**DATA SHOWN**
+ + + +

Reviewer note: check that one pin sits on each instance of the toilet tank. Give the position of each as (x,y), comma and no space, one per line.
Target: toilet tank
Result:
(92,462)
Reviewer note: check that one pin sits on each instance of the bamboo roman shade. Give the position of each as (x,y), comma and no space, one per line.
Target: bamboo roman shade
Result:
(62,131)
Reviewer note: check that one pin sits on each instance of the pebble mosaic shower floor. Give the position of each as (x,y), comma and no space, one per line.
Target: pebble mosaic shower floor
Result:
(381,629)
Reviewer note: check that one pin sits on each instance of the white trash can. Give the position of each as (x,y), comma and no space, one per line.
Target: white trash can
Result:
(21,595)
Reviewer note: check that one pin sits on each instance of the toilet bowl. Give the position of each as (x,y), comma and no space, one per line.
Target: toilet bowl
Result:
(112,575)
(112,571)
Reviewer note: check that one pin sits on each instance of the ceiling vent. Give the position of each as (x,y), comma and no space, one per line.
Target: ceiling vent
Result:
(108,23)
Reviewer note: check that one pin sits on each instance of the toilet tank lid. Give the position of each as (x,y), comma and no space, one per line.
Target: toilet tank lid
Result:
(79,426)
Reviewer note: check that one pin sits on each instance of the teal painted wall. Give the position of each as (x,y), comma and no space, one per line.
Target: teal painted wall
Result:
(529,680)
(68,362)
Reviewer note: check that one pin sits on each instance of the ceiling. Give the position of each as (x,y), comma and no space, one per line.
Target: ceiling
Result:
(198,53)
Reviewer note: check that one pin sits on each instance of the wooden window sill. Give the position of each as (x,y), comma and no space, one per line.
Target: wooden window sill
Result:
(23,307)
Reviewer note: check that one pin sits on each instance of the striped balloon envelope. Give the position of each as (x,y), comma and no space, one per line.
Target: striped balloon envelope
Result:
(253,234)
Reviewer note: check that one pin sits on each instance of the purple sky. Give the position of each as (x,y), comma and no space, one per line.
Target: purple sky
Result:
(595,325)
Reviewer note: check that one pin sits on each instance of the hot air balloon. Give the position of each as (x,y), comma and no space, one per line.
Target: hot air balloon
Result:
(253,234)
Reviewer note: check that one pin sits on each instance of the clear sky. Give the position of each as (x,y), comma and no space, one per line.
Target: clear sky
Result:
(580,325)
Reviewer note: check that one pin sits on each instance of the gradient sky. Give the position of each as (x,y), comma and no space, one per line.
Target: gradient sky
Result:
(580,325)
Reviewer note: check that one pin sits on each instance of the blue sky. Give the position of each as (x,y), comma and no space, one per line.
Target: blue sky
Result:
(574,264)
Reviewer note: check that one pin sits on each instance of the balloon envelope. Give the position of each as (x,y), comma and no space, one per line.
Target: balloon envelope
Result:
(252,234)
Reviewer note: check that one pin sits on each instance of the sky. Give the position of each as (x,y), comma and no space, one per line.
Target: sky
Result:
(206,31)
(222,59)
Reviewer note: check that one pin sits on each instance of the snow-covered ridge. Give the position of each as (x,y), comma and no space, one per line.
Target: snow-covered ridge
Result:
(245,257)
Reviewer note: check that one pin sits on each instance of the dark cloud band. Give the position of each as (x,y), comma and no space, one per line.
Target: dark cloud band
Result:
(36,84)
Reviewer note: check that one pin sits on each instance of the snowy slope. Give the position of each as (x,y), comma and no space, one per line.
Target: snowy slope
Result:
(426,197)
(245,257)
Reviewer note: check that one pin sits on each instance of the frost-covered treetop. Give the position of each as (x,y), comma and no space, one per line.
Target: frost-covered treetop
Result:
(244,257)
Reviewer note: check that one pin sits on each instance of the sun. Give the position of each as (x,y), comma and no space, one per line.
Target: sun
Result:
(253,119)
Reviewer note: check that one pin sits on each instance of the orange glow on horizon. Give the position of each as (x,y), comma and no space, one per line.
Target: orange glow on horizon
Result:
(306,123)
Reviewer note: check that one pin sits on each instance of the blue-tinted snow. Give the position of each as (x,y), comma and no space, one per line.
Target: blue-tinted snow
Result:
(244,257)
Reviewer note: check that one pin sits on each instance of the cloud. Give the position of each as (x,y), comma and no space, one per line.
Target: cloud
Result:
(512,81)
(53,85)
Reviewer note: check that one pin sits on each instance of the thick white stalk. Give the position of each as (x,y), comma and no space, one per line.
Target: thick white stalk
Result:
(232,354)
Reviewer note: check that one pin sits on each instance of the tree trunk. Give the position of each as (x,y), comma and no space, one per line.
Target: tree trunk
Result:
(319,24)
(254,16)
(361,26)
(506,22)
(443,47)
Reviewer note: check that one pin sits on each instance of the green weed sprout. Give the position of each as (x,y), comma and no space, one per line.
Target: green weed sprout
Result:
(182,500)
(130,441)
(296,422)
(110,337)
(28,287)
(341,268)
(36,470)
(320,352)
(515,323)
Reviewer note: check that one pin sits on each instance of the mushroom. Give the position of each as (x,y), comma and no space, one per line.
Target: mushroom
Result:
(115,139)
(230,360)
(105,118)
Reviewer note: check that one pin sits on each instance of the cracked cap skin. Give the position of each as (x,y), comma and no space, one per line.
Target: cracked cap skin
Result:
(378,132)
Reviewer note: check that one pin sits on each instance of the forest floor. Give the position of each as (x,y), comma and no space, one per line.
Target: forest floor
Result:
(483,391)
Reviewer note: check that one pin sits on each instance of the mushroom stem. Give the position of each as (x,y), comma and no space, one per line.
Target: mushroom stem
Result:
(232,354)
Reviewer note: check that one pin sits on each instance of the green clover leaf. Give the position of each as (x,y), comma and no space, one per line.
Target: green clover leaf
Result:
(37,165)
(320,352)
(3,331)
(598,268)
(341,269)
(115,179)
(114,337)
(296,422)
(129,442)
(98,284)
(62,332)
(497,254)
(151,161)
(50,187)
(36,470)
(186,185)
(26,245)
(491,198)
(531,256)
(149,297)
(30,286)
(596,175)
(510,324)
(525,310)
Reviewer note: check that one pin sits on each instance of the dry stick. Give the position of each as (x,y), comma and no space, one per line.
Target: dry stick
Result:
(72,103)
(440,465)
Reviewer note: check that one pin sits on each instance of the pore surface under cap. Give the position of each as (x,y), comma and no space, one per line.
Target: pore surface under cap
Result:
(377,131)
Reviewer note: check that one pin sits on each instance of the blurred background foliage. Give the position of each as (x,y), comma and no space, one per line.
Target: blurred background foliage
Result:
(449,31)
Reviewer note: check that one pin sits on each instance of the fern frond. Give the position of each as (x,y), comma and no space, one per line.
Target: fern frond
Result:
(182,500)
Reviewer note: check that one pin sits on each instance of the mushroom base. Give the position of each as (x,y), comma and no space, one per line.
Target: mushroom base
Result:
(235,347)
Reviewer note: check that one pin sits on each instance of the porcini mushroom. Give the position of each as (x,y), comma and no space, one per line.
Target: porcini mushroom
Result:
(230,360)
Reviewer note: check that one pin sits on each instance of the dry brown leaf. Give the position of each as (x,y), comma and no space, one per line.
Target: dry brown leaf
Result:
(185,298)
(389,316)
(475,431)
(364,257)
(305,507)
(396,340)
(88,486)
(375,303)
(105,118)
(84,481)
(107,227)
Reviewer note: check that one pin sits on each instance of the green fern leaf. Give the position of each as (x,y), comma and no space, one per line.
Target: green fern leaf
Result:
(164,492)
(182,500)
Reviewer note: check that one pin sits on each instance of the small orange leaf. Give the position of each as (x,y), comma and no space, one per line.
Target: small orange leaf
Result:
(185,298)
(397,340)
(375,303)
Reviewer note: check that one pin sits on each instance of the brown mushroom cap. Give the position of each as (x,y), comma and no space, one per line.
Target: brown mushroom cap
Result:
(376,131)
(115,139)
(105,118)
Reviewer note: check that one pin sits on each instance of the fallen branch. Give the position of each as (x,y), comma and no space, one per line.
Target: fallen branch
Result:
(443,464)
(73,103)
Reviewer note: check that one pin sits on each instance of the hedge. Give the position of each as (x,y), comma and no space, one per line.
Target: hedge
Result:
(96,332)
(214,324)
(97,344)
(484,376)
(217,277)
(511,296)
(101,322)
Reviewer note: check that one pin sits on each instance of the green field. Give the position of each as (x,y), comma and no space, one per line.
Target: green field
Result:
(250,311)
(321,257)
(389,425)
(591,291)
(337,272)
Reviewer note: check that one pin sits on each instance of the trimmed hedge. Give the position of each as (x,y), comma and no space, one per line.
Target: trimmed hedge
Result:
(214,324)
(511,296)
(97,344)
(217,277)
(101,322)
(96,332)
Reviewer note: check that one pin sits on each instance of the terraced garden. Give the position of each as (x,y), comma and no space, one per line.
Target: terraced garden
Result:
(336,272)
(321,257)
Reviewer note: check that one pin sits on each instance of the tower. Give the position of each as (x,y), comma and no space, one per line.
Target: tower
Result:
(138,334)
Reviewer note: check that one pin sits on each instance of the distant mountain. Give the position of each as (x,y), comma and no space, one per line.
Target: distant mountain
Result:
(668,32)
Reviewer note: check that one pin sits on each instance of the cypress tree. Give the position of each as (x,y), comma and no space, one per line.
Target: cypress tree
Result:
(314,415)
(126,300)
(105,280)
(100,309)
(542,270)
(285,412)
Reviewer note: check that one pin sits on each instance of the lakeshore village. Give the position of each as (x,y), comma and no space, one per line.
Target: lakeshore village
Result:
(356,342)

+ + + +

**WHAT YOU ARE ASKED TO DO**
Lay out the records from the line with "of the terraced" through the end of the records as a two-column CSV with the columns ask and response. Give one row per record, and put each field in double quotes with line breaks replaced by spaces.

**RESULT OF THIS EXERCISE**
ask,response
"Reviewer note: check that one pin sits on each instance of the terraced garden. Give the position of each as (x,y), comma and no space, one per line. Target: terraced garden Result:","(336,272) (321,257)"
"Reviewer note: check that one pin sits on each instance of the tower. Give the position of each as (x,y), comma and no space, one per line. Target: tower Result:","(138,334)"
"Reviewer note: check that one pin sits on each instance of the distant mountain. Give the position of each as (x,y), comma and no space, one per line. Target: distant mountain Result:","(668,32)"
"Reviewer note: check that one pin sits on each instance of the cypress tree. Give the position of each as (x,y), comma and no space, one per line. Target: cypress tree Result:","(314,415) (126,300) (105,280) (100,309) (542,270) (285,412)"
"Reviewer note: check that one pin sits on each instance of the lakeshore village. Give the position of each as (x,y), comma and no space, one per line. Target: lakeshore village Result:","(356,342)"